/---

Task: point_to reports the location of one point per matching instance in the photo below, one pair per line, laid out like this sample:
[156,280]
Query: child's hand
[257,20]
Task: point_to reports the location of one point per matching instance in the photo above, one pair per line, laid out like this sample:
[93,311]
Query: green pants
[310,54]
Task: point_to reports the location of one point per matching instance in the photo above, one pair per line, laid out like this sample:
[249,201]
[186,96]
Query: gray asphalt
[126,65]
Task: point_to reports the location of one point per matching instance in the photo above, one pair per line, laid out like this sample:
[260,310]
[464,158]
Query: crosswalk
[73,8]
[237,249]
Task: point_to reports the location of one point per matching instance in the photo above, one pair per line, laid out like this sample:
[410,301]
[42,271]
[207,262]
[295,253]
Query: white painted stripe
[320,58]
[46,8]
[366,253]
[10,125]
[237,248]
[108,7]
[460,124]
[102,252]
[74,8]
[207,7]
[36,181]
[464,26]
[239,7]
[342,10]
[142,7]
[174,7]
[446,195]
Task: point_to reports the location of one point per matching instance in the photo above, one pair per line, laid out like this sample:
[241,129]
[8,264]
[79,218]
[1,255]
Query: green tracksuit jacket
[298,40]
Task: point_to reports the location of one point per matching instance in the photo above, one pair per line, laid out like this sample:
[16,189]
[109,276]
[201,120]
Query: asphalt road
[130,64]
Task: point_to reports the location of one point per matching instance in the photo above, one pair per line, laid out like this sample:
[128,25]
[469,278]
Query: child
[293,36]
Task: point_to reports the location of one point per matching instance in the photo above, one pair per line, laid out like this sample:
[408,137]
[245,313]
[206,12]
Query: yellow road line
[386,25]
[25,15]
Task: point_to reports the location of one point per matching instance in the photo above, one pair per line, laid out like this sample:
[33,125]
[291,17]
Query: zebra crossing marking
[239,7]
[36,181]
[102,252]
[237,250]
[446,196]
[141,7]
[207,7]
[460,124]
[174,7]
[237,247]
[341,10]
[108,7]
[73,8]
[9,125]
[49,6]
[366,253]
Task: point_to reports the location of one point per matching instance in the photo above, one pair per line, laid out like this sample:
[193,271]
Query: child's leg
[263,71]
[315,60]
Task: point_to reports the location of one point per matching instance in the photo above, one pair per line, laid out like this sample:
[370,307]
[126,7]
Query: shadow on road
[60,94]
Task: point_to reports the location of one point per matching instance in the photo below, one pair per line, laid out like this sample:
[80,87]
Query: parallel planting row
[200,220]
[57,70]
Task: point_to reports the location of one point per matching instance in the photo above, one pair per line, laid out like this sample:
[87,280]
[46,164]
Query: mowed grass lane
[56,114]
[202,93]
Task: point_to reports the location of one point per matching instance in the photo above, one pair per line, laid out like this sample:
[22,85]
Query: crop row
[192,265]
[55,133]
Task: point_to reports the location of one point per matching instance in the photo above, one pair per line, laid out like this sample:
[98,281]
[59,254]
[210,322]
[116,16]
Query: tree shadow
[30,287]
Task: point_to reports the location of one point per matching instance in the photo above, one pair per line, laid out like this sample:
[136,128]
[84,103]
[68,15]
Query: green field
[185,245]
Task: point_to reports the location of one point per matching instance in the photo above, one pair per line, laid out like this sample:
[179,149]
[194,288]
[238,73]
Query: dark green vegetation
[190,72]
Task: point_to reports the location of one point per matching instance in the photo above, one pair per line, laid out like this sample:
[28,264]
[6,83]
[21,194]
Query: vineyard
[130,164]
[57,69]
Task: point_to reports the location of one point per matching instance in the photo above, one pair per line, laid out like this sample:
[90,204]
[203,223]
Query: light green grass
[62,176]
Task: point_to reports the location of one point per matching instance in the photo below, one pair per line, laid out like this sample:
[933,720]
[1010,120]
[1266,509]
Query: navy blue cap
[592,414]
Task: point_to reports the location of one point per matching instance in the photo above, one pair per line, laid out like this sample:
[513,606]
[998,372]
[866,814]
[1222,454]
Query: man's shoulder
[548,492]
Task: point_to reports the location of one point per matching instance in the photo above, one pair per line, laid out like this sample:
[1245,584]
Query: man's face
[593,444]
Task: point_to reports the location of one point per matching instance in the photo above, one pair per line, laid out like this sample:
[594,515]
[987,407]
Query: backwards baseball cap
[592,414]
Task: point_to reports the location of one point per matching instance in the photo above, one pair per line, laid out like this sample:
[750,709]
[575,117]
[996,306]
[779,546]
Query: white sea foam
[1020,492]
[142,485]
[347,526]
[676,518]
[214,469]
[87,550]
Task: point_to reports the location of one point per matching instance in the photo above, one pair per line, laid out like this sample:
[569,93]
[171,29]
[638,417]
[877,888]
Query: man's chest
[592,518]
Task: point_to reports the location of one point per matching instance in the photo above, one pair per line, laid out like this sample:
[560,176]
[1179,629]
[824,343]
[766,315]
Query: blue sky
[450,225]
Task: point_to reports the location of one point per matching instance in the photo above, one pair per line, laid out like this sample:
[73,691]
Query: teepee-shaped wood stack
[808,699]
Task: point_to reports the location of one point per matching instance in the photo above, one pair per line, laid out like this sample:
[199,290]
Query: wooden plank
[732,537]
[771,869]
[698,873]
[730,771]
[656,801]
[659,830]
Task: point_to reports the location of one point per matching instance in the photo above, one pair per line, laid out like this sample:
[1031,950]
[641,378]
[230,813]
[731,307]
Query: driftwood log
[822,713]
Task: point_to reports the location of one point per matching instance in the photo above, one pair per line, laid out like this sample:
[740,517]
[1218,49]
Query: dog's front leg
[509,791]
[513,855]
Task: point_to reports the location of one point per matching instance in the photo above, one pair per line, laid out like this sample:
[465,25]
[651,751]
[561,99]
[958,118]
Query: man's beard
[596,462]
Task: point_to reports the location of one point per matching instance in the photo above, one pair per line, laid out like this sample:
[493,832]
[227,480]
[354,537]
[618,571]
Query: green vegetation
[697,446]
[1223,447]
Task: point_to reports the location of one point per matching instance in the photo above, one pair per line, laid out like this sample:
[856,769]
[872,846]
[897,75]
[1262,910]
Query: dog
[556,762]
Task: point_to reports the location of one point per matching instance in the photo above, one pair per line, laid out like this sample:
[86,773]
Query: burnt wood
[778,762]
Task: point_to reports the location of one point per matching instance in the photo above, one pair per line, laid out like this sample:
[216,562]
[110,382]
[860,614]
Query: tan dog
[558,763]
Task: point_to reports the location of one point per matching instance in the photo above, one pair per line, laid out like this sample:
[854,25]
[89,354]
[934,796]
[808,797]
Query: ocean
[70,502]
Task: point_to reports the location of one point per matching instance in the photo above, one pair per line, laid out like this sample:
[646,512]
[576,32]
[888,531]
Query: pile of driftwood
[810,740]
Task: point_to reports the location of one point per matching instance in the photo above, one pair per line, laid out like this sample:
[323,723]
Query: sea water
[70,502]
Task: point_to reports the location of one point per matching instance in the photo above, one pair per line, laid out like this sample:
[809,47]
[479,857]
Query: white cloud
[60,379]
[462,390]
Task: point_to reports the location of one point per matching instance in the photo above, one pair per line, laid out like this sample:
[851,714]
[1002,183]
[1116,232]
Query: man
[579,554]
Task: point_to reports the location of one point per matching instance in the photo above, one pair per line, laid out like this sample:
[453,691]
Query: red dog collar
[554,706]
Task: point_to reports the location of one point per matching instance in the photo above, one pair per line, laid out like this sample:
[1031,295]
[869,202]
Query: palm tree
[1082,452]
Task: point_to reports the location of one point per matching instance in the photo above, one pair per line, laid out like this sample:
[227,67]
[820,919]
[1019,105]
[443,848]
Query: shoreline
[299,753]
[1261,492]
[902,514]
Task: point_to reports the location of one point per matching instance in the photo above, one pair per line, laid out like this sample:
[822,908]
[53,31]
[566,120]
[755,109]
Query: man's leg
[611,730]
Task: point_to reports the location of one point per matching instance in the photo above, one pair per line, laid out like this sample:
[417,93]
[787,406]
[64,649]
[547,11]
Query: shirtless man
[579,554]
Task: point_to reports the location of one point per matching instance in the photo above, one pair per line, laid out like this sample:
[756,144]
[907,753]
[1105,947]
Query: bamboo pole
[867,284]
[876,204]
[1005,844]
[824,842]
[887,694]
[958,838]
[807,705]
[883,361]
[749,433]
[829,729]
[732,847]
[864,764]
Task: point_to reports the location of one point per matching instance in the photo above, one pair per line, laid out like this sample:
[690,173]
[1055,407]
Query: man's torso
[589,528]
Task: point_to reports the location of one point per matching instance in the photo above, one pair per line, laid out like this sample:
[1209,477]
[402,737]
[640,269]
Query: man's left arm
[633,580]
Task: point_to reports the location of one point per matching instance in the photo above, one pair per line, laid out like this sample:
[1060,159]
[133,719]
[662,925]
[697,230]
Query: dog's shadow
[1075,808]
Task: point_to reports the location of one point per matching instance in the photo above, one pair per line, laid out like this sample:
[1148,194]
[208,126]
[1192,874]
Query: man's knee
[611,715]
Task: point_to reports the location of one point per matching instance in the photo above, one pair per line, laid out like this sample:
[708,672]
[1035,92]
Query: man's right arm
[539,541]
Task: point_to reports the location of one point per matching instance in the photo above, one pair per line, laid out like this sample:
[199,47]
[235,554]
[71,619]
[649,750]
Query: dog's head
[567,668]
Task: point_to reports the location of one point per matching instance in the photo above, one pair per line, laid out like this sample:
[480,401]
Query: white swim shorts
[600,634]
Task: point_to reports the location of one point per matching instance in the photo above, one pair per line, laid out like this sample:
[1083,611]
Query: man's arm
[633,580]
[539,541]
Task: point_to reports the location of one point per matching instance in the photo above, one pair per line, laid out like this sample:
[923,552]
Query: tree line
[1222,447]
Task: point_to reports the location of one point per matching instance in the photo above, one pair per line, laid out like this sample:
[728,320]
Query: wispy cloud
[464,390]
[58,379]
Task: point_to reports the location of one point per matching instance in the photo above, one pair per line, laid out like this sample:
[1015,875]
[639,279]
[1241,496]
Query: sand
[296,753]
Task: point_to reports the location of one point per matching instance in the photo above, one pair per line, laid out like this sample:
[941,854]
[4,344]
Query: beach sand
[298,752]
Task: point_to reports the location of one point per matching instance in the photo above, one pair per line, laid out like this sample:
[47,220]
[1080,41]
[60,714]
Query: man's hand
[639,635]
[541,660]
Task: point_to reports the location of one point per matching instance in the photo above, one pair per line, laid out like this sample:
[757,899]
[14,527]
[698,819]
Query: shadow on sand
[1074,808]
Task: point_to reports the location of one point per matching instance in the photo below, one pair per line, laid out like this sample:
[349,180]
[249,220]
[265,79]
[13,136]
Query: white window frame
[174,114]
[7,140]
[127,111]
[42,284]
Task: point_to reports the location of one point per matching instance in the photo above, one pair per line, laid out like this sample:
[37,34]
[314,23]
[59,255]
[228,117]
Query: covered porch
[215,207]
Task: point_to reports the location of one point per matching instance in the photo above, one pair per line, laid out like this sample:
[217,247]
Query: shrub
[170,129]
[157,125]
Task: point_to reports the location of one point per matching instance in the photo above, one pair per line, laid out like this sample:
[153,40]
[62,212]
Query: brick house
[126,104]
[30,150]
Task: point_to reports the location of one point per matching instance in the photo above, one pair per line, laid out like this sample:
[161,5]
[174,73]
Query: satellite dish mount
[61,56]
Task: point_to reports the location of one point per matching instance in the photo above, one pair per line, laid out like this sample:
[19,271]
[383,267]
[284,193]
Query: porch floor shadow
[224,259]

\---

» AIM OF THE EXERCISE:
Output nothing but the lines from the one with "Query: man's hand" through the last line above, each exactly as it stands.

» RESULT:
Query: man's hand
[639,635]
[541,660]
Task: point_to reports the location of one point per matching instance in the photo above, one pair per line, laid out like this sample:
[757,899]
[14,527]
[698,819]
Query: shadow on sand
[1074,808]
Task: point_to reports the location of one point per matching instance in the photo below, one pair per line, laid out like this sample:
[349,180]
[249,220]
[265,79]
[13,136]
Query: white window frame
[174,114]
[7,140]
[127,111]
[42,284]
Task: point_to reports the location of one point per matching instance in the photo above, one pair per line, laid out like this sample:
[37,34]
[314,23]
[59,255]
[228,117]
Query: covered porch
[215,207]
Task: point_to reports the location of one point per matching instance in the photo above, one pair per line, laid out like this sample:
[217,247]
Query: shrub
[170,129]
[157,125]
Task: point_to reports the location of one point per matching instance in the photo above, one pair per line, laid out like this sample:
[153,40]
[62,212]
Query: brick house
[126,104]
[30,150]
Task: point_to reports the location of one point per matching instance in the photo above, one pair per line, laid out like this sample:
[161,5]
[174,73]
Query: satellite dish mount
[61,56]
Task: point_to reports the location of one point per matching instance in the photo above, one pair per line, laid out like this sample:
[19,271]
[383,267]
[284,193]
Query: porch floor shadow
[224,259]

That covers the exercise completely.